=== Begin Enclosure ===

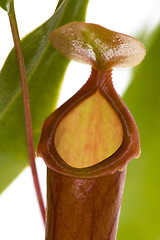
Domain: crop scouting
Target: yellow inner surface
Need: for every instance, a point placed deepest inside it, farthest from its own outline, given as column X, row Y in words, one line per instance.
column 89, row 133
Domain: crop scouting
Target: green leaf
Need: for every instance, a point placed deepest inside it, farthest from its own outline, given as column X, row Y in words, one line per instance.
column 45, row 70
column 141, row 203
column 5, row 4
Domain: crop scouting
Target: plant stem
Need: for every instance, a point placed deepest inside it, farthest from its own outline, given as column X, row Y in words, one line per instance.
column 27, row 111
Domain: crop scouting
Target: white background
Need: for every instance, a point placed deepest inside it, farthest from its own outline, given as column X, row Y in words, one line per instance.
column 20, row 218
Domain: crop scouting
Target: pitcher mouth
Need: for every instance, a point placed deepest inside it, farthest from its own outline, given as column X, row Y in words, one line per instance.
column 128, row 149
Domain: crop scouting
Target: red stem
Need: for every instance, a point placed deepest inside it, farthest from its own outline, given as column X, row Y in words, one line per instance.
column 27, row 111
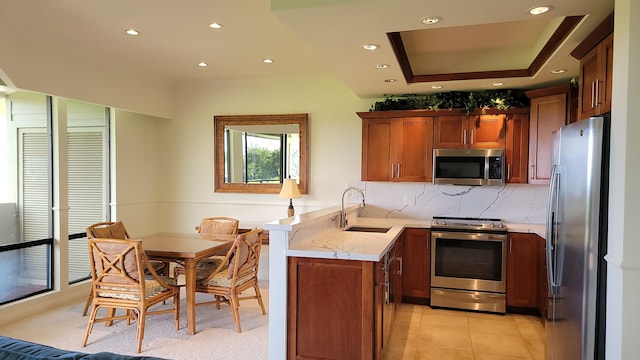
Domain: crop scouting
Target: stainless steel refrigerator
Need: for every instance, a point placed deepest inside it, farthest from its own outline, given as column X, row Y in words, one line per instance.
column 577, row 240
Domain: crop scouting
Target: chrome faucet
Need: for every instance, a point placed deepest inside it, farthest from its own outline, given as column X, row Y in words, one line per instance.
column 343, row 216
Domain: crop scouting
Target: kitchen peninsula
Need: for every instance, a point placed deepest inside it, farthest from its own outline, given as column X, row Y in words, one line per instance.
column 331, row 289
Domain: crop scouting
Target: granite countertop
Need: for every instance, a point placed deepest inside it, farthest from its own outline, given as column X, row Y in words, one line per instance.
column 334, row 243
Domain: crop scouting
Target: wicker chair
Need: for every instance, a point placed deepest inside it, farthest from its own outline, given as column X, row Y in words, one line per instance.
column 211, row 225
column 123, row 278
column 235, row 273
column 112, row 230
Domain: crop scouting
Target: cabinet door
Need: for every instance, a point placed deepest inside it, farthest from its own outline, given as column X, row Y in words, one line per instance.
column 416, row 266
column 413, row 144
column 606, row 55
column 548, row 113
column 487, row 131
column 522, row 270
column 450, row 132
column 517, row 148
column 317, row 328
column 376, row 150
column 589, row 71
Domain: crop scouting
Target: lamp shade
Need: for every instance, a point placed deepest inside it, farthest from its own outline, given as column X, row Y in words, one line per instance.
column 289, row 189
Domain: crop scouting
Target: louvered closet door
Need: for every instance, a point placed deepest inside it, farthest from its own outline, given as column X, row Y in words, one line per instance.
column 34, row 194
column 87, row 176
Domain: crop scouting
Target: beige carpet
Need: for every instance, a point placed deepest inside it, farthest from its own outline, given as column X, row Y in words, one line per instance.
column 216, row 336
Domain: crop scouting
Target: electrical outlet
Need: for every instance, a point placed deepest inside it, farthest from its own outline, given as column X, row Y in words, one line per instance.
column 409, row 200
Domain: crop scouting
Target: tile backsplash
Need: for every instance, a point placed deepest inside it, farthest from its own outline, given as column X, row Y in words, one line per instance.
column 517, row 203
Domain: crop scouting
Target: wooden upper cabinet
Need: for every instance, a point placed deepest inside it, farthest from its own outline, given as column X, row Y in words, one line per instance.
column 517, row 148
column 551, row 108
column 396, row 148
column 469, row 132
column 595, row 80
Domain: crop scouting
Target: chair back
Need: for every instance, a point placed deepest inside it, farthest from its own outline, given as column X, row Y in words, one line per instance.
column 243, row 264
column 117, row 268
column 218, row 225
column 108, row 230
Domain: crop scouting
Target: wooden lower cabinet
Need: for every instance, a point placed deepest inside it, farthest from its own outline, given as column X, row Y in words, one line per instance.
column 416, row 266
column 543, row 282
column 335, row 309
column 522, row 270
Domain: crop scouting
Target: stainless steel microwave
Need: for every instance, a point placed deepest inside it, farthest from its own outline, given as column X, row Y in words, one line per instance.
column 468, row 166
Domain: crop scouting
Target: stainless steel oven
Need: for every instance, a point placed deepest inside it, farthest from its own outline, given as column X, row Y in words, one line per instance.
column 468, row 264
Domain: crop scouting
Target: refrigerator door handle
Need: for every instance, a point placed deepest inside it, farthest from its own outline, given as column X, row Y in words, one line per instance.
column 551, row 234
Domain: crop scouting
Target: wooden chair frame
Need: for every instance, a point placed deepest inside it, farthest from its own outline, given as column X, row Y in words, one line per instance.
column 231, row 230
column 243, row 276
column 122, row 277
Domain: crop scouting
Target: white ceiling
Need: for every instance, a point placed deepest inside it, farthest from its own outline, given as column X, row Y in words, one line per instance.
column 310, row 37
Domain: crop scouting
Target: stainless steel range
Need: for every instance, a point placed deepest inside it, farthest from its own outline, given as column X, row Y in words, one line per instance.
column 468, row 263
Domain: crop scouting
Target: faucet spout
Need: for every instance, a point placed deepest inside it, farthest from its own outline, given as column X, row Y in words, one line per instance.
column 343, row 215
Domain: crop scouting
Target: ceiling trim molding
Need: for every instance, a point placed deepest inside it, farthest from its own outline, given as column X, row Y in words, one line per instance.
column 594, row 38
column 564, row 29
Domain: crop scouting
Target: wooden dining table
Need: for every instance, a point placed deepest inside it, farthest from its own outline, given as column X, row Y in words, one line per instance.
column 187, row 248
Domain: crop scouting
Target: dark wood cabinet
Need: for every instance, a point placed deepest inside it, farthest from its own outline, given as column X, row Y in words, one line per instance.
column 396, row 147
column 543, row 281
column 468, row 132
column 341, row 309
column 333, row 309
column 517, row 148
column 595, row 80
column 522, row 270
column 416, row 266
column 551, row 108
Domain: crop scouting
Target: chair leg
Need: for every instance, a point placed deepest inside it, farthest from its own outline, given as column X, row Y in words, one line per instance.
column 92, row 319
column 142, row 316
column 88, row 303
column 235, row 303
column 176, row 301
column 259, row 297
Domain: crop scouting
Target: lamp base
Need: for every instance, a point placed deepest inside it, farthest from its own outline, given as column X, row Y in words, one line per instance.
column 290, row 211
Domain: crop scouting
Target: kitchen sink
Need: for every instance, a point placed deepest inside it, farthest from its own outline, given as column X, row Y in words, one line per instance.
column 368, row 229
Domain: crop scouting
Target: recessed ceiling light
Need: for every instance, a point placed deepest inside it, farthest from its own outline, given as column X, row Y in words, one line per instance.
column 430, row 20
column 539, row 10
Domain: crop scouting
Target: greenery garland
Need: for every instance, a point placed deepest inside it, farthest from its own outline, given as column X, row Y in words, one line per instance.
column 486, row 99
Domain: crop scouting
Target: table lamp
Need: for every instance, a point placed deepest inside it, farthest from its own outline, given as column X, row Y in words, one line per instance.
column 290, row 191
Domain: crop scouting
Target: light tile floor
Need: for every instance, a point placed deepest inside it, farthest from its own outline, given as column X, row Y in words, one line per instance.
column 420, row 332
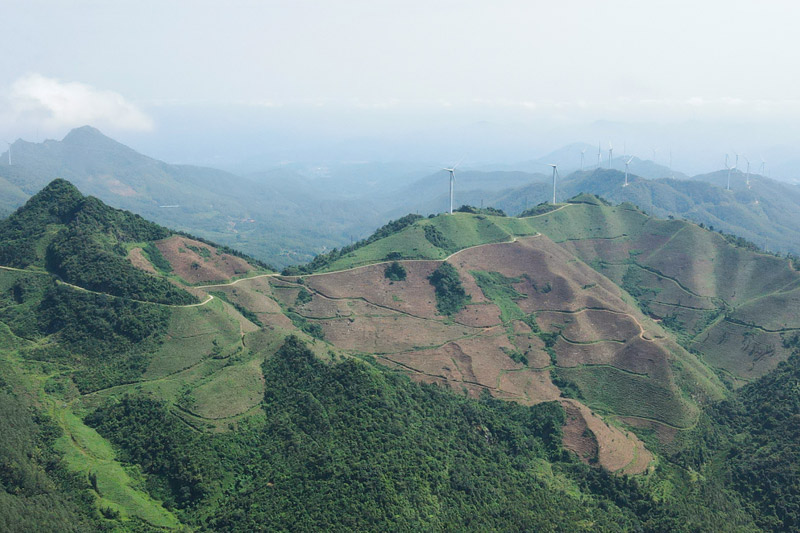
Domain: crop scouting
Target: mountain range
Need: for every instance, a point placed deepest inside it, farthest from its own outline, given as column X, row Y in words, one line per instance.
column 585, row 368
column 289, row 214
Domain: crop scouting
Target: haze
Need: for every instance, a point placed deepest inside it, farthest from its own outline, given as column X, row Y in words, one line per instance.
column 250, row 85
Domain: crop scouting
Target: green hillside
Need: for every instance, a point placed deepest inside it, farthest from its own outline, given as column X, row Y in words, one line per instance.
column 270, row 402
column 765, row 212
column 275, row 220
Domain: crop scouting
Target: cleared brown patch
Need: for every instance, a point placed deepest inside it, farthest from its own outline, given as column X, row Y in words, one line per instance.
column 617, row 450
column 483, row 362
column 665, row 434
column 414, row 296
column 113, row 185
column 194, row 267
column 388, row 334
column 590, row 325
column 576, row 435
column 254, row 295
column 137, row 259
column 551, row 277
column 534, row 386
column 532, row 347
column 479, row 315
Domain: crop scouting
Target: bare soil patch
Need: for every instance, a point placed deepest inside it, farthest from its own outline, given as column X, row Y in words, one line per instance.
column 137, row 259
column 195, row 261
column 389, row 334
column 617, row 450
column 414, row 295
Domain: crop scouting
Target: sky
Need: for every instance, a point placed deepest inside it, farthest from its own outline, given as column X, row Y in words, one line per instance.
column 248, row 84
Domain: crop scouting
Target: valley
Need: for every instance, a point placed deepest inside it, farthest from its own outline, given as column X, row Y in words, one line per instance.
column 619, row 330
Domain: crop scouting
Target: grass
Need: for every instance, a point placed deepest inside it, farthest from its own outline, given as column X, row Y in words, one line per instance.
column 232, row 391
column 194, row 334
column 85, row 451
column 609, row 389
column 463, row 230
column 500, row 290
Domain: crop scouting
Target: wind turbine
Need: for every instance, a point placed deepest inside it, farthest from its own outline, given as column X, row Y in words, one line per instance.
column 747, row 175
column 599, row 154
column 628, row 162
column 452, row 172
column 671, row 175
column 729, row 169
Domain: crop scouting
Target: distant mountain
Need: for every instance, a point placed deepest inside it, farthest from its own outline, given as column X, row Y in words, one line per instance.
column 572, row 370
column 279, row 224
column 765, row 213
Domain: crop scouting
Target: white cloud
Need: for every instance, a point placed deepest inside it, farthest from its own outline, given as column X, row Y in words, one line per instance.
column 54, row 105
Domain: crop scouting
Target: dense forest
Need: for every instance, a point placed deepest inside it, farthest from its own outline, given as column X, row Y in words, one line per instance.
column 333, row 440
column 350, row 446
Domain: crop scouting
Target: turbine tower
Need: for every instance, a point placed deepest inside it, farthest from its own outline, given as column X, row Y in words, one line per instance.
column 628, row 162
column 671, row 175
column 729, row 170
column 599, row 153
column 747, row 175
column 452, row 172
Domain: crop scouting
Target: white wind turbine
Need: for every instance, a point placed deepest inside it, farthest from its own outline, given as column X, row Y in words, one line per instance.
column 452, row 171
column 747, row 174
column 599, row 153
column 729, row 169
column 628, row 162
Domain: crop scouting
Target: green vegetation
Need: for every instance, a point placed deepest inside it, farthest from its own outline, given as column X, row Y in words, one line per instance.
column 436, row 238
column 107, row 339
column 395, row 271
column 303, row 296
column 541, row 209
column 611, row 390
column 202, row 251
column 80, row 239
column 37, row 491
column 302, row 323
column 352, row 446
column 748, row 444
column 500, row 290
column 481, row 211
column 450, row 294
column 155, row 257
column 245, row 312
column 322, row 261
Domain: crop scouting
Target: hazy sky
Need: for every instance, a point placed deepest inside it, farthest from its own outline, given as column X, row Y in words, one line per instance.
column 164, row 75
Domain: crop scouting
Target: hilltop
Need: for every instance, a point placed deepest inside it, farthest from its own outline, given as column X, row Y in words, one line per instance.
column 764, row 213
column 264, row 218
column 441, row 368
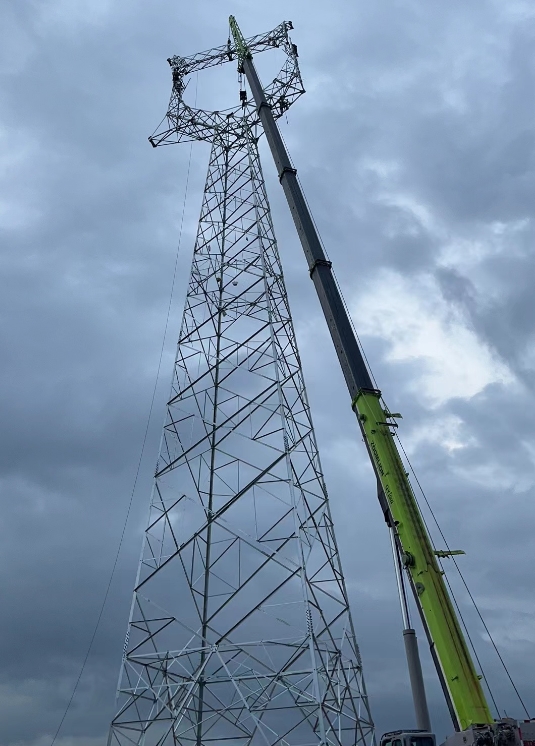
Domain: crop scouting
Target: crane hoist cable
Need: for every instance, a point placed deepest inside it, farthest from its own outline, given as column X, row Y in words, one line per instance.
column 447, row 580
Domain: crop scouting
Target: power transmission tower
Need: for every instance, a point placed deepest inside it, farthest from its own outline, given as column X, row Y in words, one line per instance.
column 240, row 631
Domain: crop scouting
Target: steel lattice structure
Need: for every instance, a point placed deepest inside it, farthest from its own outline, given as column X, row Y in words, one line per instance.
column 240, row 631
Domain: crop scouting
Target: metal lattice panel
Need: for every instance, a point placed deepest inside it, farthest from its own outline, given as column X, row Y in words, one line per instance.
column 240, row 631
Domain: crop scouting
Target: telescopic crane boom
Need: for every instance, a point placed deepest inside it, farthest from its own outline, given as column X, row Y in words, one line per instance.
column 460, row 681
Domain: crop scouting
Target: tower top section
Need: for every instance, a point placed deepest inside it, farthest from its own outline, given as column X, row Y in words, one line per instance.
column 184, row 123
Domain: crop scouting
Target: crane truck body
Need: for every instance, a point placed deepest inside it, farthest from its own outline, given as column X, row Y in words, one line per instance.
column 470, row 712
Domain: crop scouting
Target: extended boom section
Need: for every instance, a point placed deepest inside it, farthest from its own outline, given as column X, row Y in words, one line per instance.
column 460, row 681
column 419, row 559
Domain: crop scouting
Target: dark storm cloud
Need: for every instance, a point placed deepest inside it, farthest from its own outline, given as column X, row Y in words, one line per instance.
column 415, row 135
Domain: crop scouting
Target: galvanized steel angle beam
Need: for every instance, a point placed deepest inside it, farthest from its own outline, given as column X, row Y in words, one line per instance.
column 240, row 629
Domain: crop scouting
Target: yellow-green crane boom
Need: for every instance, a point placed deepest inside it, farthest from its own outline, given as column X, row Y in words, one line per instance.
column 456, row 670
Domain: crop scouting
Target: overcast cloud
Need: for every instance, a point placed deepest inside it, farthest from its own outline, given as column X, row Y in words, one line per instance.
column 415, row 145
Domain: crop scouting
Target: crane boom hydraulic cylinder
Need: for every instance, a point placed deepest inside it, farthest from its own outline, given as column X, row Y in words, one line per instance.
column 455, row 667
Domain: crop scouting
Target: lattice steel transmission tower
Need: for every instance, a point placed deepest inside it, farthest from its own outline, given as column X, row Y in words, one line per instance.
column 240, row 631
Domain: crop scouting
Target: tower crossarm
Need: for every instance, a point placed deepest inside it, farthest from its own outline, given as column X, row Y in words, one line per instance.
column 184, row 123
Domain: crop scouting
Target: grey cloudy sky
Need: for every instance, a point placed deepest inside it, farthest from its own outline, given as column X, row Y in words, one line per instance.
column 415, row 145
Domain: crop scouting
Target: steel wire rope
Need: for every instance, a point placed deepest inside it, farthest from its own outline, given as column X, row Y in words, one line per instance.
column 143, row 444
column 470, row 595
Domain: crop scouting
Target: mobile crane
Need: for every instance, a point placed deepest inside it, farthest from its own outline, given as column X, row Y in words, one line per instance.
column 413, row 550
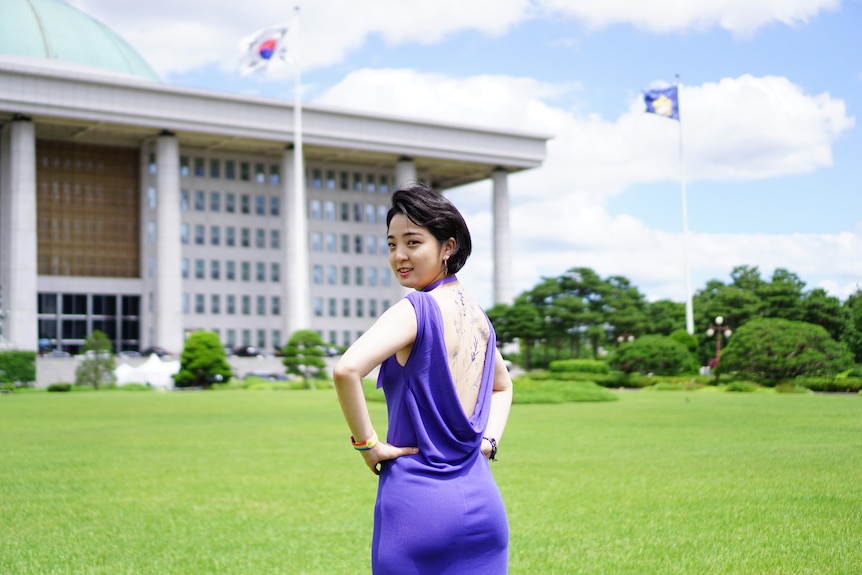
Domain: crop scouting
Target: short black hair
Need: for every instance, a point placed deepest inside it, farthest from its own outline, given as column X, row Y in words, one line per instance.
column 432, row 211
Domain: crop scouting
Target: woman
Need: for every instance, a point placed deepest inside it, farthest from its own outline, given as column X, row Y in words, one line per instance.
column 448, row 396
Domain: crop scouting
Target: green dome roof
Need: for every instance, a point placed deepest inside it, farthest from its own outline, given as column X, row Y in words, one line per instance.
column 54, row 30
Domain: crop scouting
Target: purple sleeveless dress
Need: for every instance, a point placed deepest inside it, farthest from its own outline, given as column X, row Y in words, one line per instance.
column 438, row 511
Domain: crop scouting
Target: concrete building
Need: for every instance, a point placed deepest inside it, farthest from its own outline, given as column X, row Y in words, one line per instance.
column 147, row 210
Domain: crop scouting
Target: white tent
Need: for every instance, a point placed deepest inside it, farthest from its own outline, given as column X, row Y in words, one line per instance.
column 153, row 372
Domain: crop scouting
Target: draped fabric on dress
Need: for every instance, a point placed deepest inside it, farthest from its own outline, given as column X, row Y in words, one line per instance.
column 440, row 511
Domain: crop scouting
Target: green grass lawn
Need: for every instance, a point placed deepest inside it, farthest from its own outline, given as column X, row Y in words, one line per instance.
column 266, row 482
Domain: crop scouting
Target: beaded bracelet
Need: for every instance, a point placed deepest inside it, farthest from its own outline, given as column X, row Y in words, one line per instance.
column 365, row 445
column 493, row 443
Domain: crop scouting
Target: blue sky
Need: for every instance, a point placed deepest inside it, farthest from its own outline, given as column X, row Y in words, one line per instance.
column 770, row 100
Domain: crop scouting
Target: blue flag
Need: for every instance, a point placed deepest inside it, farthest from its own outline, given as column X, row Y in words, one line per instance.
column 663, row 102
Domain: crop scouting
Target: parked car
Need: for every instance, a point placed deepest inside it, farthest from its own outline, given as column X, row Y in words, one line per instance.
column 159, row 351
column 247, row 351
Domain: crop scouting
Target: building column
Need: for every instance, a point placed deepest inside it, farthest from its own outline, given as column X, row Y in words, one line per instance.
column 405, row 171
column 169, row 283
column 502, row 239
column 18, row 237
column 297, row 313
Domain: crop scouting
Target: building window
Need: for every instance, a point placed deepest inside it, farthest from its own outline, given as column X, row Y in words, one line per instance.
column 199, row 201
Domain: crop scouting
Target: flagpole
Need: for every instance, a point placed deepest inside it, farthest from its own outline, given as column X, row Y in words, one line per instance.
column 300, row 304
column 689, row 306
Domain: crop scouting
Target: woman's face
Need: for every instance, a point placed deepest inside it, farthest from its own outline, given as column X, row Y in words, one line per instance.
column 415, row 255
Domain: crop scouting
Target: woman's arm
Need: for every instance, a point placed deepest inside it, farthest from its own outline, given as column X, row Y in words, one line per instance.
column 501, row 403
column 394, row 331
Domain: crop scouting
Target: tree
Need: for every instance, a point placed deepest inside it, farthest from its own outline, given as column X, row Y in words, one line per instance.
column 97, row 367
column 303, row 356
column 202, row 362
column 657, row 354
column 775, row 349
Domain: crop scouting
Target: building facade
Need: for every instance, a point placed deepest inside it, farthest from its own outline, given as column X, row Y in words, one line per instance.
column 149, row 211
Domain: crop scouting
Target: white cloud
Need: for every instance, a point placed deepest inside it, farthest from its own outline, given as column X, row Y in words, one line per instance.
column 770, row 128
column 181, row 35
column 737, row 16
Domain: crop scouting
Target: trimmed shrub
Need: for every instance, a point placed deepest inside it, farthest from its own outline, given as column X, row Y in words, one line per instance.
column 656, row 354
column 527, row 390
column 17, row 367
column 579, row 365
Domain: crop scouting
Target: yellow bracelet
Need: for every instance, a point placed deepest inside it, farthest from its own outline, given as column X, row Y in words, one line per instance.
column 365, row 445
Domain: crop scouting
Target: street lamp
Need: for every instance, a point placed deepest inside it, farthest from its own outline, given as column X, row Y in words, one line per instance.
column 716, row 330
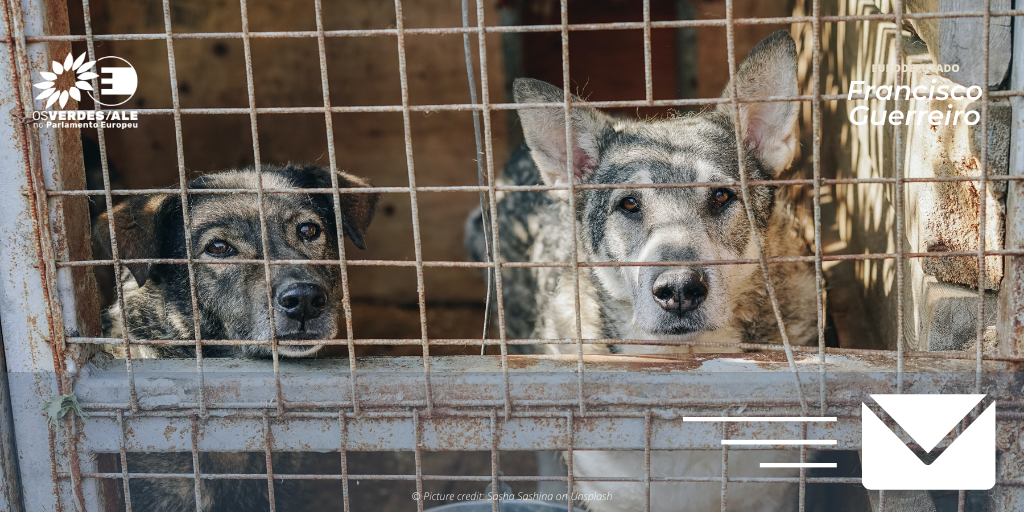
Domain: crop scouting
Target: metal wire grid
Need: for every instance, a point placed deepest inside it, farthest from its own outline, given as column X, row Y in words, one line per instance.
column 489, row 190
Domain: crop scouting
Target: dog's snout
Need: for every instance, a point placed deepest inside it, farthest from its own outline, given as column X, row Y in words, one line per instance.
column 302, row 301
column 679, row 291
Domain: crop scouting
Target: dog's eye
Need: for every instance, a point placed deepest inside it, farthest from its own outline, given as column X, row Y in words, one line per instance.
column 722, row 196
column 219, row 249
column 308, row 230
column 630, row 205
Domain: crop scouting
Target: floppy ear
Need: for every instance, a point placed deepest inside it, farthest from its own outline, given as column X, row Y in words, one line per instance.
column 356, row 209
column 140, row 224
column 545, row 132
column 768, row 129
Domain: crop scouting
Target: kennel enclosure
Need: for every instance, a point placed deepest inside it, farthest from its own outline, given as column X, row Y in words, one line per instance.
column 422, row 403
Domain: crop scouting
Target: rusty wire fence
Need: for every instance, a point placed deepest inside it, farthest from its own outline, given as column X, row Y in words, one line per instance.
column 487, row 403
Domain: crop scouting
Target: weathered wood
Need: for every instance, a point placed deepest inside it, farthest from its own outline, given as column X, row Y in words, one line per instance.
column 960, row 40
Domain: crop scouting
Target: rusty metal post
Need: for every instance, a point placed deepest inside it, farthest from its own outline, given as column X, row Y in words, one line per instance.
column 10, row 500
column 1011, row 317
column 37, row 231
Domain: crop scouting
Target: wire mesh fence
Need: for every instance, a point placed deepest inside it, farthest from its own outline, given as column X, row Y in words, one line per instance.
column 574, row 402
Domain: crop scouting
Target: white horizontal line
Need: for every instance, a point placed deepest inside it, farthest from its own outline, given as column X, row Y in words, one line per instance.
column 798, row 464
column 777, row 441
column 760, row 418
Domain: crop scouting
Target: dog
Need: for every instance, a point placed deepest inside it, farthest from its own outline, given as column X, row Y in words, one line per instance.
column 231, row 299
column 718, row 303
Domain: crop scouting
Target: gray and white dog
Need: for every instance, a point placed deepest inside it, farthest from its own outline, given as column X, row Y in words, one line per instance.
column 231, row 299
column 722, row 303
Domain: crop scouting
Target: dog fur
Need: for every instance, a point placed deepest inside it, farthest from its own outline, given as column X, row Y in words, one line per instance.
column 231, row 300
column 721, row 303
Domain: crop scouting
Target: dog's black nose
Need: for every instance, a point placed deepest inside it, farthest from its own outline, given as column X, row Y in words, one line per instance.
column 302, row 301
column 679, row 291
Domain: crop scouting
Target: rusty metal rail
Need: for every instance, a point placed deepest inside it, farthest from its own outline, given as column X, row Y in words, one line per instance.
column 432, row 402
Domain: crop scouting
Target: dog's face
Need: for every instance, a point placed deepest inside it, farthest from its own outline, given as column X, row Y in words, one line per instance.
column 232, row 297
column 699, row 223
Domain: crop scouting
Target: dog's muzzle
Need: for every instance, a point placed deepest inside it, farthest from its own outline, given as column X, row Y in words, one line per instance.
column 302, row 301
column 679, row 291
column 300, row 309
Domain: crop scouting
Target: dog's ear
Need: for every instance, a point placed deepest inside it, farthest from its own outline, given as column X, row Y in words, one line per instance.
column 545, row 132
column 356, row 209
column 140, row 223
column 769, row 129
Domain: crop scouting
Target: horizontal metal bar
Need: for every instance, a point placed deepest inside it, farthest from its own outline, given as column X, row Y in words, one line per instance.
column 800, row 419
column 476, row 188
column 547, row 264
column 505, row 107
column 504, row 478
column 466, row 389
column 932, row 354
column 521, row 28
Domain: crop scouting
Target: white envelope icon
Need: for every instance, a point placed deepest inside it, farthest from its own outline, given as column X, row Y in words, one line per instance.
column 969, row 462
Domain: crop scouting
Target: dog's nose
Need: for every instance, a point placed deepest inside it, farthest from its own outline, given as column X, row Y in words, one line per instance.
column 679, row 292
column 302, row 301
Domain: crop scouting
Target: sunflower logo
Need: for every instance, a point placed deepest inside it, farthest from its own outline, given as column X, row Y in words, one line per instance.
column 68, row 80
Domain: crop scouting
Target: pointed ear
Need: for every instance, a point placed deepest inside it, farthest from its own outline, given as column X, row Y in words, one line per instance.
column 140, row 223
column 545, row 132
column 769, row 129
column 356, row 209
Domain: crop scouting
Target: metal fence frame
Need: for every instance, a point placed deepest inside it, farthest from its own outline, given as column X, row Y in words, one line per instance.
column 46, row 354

=== End Enclosure ===

Word for word, restate the lines of the data above that fall between the line holding "Target: steel lattice structure" and the line holding "Target: tower top section", inclusive, and no other lines.

(TASK RESPONSE)
Target: steel lattice structure
Need: for every instance, a point placed deepest inside it, farthest from its own outline, given as column X, row Y in words, one line per instance.
column 240, row 631
Domain: crop scouting
Target: metal lattice panel
Need: for every instance, a point placed deepest inside it, farthest from its own outline, given as column X, row Y in words, one line per instance.
column 240, row 631
Domain: crop scouting
Target: telescopic crane boom
Need: for every instance, a point placed deepest inside it, farthest from its own outline, given as column X, row Y in words, one line per instance.
column 460, row 681
Domain: crop scouting
Target: tower top section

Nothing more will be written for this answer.